Records from a dataset:

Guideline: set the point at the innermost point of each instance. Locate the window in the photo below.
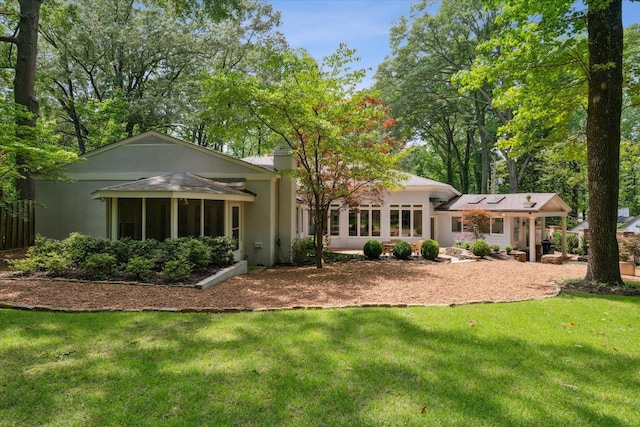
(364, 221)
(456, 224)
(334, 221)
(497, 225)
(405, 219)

* * *

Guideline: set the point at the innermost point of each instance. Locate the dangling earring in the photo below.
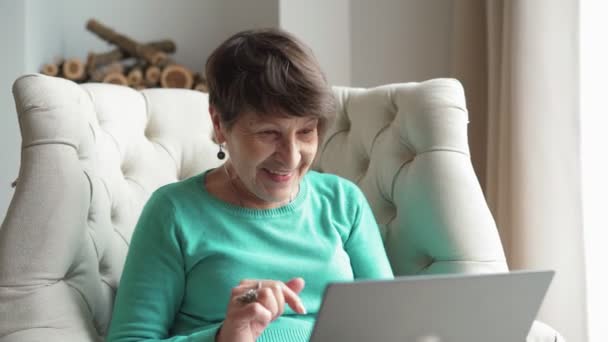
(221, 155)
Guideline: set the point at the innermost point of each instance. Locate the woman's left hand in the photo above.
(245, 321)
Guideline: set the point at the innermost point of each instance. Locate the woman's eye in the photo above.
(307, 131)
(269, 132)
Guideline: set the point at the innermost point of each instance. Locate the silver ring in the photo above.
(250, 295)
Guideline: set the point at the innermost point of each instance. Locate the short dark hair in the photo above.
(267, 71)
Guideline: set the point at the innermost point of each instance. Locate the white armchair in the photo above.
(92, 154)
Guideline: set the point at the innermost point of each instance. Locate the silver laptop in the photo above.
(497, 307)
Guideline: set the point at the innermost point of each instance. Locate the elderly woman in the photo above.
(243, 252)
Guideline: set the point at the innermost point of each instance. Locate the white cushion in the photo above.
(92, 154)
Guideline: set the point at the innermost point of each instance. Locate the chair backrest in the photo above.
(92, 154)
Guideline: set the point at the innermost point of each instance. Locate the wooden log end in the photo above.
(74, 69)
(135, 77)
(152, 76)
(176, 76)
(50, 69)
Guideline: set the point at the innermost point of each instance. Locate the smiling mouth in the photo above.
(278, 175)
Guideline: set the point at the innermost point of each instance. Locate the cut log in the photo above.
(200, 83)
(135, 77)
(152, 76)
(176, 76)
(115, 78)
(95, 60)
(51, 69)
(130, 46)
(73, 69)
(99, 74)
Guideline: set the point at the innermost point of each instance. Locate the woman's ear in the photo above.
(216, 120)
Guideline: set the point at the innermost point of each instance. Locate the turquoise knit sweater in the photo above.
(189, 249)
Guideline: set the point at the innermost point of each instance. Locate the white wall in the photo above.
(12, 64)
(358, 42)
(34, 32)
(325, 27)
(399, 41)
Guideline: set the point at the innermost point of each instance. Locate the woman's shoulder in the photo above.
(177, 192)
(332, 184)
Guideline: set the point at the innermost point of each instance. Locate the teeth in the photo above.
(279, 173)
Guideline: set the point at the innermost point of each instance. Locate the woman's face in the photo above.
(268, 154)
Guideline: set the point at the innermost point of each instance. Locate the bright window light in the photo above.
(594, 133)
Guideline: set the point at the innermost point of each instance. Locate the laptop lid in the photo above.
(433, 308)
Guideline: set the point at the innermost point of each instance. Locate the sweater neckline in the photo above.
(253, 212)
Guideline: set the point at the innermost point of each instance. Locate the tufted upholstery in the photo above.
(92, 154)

■ **WHAT YOU WILL DO**
Locate every line in the data above that contains the string "sweater", and copy each of those lines. Case counts.

■ **RESULT OF THIS TASK**
Guideline: set the point at the innermost point of each instance. Locate the turquoise knit sweater in the photo above.
Guideline: set the point at the innermost point of each instance. Locate the sweater neckline in the photo above.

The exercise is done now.